*** Begin section ***

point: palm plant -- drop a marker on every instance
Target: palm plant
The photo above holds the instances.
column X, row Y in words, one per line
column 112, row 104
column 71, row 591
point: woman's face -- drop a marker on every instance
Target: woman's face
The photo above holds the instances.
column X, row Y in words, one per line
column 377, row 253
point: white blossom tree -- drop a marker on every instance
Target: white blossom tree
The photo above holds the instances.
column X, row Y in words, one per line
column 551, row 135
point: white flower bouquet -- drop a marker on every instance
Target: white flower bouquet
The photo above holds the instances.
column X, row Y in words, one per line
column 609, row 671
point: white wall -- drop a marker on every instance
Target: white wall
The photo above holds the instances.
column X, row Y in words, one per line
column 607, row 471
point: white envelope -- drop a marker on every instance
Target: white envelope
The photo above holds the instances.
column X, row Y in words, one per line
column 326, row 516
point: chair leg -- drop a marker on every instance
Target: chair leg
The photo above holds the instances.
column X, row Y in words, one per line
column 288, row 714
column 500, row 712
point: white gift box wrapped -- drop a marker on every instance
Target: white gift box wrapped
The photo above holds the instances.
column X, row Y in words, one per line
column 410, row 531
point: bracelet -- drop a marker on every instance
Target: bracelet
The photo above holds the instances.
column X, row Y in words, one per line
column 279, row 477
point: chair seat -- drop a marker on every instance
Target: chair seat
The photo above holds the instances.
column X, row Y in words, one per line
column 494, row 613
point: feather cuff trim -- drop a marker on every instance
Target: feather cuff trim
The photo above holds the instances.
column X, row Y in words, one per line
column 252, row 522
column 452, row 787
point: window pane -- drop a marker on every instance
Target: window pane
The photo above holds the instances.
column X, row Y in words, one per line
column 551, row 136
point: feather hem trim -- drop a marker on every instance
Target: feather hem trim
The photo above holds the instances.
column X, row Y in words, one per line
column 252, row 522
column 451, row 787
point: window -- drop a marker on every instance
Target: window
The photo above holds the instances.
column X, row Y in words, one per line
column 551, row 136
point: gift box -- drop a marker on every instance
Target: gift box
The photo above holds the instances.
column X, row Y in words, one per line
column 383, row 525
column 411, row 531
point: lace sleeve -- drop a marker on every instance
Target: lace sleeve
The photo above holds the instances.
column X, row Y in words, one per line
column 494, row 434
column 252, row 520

*** End section ***

Task description:
Only the lines from the one containing "point: lace sleeve" through the last line of the material should be returned, each one exactly as written.

Result of this exercise:
point: lace sleeve -- drop a marker on every instance
Target: lace sleeve
The photo above holds the instances.
column X, row Y in words, one per line
column 494, row 434
column 252, row 520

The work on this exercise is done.